*** Opening of DATA IN THIS EXERCISE ***

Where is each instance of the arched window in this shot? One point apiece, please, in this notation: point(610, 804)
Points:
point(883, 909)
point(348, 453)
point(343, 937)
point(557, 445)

*** Close of DATA IN THIS EXERCISE ***
*** Opening of DATA IN THIS EXERCISE ***

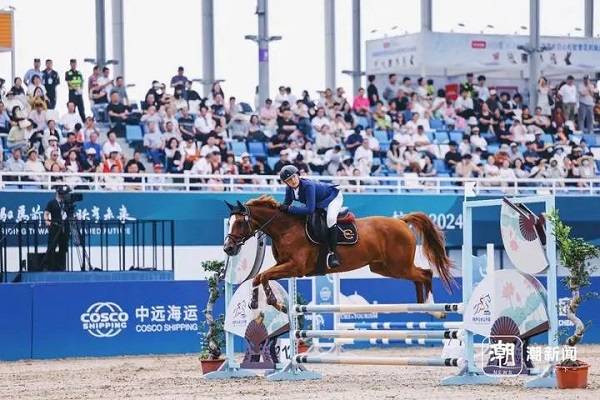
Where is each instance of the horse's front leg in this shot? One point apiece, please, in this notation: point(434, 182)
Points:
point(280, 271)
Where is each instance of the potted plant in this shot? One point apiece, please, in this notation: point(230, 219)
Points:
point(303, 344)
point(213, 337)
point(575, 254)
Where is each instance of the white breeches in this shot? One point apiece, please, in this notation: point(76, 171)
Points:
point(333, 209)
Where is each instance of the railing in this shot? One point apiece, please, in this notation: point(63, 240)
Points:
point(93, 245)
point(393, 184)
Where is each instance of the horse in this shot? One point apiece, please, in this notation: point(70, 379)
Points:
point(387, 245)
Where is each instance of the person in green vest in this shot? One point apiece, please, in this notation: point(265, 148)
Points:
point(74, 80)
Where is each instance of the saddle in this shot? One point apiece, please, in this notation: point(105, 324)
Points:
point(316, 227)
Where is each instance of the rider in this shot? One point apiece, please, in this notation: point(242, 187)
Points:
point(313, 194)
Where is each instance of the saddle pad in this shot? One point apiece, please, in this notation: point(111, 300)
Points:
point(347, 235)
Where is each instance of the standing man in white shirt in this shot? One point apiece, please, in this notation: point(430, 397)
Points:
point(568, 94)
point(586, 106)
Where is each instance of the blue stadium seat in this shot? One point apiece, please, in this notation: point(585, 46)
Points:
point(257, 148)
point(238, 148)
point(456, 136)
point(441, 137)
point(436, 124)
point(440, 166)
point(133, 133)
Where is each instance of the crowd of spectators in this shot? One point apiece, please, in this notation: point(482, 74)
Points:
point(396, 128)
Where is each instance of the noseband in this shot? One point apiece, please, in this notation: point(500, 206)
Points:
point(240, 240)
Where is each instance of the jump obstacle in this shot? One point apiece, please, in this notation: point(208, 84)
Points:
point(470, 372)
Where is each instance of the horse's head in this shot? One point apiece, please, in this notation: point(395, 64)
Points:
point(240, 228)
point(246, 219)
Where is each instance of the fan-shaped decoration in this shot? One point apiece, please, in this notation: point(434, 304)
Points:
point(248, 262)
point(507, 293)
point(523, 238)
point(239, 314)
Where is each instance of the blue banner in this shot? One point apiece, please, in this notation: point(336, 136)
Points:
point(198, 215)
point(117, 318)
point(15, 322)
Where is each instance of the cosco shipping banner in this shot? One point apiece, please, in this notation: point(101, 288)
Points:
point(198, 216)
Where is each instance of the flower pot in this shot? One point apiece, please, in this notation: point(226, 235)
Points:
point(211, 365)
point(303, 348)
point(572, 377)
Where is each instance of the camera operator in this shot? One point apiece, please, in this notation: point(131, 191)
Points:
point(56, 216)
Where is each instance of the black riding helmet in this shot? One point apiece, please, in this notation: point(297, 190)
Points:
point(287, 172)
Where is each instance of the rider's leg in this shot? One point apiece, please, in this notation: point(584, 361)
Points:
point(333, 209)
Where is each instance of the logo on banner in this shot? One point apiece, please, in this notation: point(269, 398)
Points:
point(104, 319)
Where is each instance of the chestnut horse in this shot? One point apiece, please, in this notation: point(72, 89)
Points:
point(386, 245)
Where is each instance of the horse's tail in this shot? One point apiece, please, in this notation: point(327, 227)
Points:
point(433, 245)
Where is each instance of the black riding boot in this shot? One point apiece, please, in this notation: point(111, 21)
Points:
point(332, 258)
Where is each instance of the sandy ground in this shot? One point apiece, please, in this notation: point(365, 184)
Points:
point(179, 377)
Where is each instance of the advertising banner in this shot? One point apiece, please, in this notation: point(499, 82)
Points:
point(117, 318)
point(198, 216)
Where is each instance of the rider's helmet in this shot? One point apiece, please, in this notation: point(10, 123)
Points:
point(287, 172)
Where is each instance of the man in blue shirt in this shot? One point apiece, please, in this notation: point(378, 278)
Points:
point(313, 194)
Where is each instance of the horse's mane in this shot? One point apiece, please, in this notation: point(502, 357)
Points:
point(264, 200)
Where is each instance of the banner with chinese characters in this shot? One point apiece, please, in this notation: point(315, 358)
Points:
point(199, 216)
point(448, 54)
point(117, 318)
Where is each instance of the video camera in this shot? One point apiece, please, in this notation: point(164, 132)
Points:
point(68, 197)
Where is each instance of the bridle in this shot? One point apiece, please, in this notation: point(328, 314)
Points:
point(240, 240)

*** Close of DATA IN THIS EXERCISE ***
*** Opening of DATA IN THIS EXERCISE ***

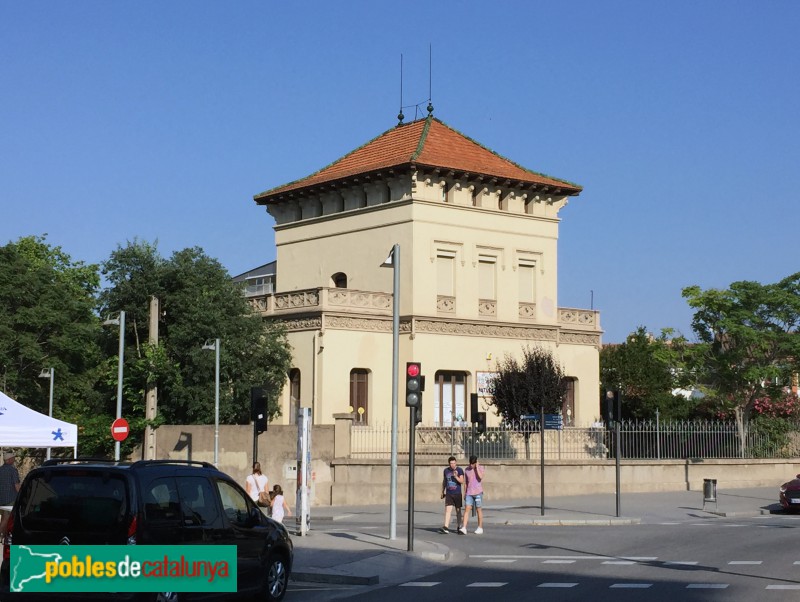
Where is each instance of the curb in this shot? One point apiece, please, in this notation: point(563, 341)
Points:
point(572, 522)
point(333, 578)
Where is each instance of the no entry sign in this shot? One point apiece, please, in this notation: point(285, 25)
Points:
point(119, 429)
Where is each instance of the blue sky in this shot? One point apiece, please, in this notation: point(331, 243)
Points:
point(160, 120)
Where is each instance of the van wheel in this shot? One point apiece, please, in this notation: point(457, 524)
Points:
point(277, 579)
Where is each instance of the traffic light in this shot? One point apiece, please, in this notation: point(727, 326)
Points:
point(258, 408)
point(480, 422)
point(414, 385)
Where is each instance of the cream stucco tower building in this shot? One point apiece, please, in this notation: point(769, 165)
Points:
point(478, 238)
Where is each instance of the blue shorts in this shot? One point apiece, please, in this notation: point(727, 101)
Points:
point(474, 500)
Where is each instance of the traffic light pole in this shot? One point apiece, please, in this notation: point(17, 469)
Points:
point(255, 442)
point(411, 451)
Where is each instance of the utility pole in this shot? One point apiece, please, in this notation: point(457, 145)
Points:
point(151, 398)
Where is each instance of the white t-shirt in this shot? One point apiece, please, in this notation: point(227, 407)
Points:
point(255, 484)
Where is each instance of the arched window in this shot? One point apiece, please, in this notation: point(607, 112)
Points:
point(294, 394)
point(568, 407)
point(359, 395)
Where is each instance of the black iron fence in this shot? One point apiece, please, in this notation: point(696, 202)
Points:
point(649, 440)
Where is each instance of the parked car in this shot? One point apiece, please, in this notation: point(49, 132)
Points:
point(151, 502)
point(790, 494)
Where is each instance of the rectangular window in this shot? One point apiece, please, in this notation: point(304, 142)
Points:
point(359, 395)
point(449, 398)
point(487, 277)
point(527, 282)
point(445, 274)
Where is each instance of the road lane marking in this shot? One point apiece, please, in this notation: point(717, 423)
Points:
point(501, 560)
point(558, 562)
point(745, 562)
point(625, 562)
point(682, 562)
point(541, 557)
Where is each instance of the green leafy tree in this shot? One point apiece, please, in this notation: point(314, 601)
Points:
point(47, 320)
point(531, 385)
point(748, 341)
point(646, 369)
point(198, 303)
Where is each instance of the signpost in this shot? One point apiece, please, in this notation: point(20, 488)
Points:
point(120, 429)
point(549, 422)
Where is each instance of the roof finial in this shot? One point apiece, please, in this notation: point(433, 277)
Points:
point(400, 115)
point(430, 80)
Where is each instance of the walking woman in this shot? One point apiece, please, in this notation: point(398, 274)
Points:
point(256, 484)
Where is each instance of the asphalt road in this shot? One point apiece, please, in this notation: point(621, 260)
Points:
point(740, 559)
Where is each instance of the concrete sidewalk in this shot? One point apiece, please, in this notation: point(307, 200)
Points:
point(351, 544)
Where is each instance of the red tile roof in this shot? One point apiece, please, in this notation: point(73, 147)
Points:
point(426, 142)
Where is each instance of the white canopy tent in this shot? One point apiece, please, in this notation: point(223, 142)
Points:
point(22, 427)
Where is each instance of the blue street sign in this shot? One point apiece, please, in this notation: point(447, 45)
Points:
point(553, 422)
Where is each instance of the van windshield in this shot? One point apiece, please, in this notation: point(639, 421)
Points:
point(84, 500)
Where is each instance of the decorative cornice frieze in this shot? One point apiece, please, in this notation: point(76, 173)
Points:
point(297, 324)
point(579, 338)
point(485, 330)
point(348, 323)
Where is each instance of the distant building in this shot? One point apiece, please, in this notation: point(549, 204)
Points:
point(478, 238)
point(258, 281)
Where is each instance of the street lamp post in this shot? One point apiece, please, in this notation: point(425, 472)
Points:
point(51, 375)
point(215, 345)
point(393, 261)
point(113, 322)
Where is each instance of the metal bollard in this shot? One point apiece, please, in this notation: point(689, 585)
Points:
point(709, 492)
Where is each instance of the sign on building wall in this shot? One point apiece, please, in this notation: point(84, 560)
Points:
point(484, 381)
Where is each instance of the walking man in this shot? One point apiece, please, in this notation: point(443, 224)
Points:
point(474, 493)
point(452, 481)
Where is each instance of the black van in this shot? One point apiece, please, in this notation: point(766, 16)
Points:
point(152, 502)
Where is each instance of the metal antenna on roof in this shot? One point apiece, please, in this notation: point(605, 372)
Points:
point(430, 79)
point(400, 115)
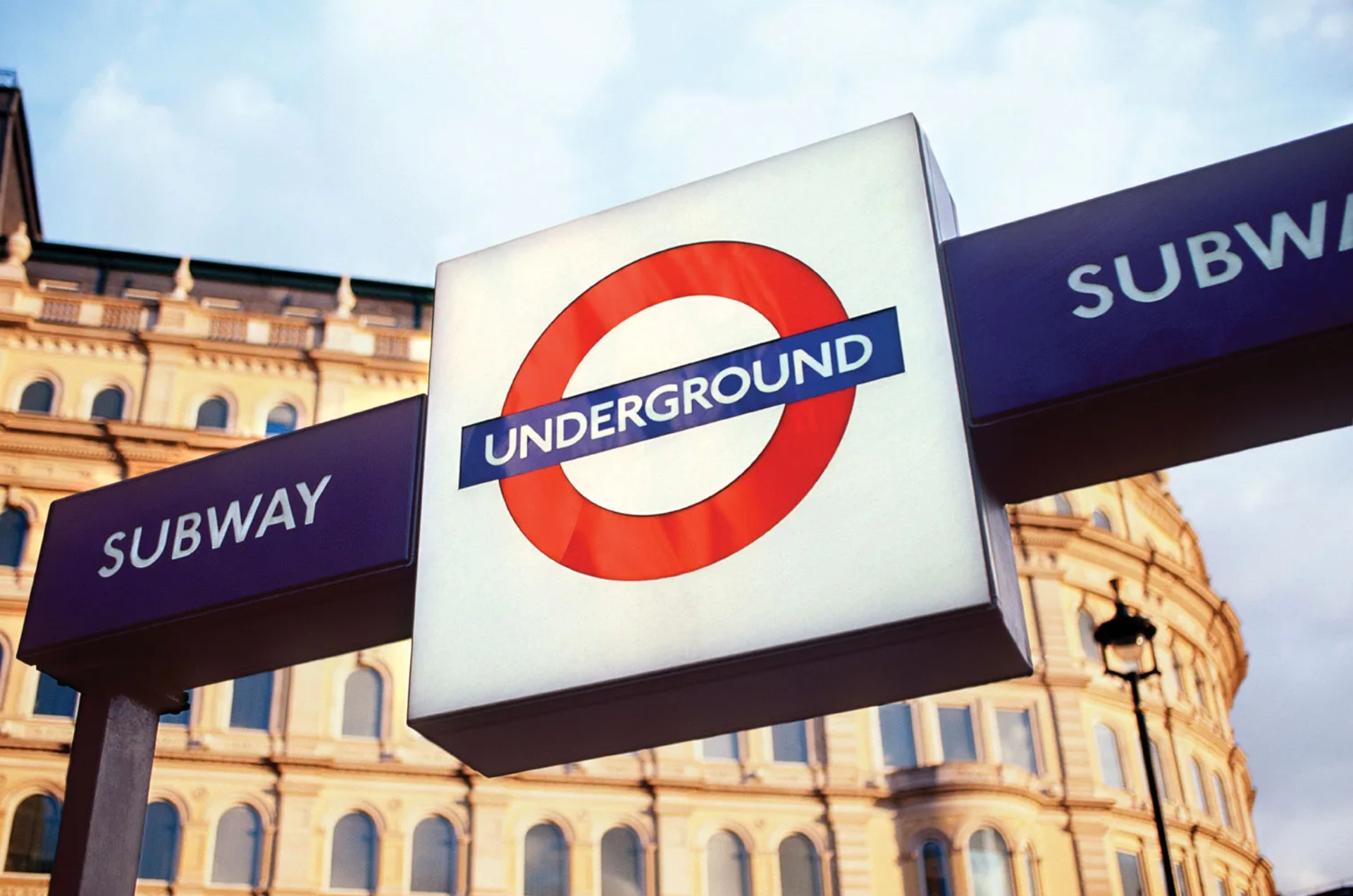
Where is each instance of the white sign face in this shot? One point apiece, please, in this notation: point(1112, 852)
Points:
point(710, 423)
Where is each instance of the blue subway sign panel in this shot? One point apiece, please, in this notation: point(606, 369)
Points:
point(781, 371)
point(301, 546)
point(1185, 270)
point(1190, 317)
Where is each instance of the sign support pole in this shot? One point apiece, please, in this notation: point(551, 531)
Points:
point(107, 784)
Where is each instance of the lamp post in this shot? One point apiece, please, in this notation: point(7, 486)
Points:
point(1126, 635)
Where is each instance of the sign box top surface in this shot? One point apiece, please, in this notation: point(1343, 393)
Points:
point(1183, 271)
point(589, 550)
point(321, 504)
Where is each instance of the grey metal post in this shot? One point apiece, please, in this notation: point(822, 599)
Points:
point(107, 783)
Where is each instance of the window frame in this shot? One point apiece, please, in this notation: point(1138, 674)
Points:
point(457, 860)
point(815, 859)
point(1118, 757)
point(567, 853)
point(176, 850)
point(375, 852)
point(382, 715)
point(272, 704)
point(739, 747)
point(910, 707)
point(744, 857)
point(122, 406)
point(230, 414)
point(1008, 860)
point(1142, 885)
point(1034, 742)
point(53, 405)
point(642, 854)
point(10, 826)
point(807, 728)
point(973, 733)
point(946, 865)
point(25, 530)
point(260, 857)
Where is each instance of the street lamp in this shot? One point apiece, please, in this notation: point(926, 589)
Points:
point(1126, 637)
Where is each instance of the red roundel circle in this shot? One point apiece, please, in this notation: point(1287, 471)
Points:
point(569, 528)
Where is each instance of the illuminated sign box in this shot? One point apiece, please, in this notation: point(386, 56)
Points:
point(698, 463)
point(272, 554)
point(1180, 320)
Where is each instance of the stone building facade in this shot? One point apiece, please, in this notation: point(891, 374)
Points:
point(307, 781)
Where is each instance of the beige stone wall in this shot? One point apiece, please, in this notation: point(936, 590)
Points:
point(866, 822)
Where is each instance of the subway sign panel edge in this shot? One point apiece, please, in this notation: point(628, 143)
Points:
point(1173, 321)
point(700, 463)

*** Close of DATA IN THIS EXERCISE ***

WHAT THIS TASK INVOLVES: Wherever the word "roof" appears in a line of the data, copy that line.

OUTPUT:
Where is each instance of the roof finial in this shot? One point apiece, please, in this notation: point(433, 277)
Where is each instance of the red tile roof in this shot? One point apiece, please, in this notation: point(73, 147)
Where is each instance of the metal antenna on roof in this shot? One point apiece, please, in this notation: point(605, 372)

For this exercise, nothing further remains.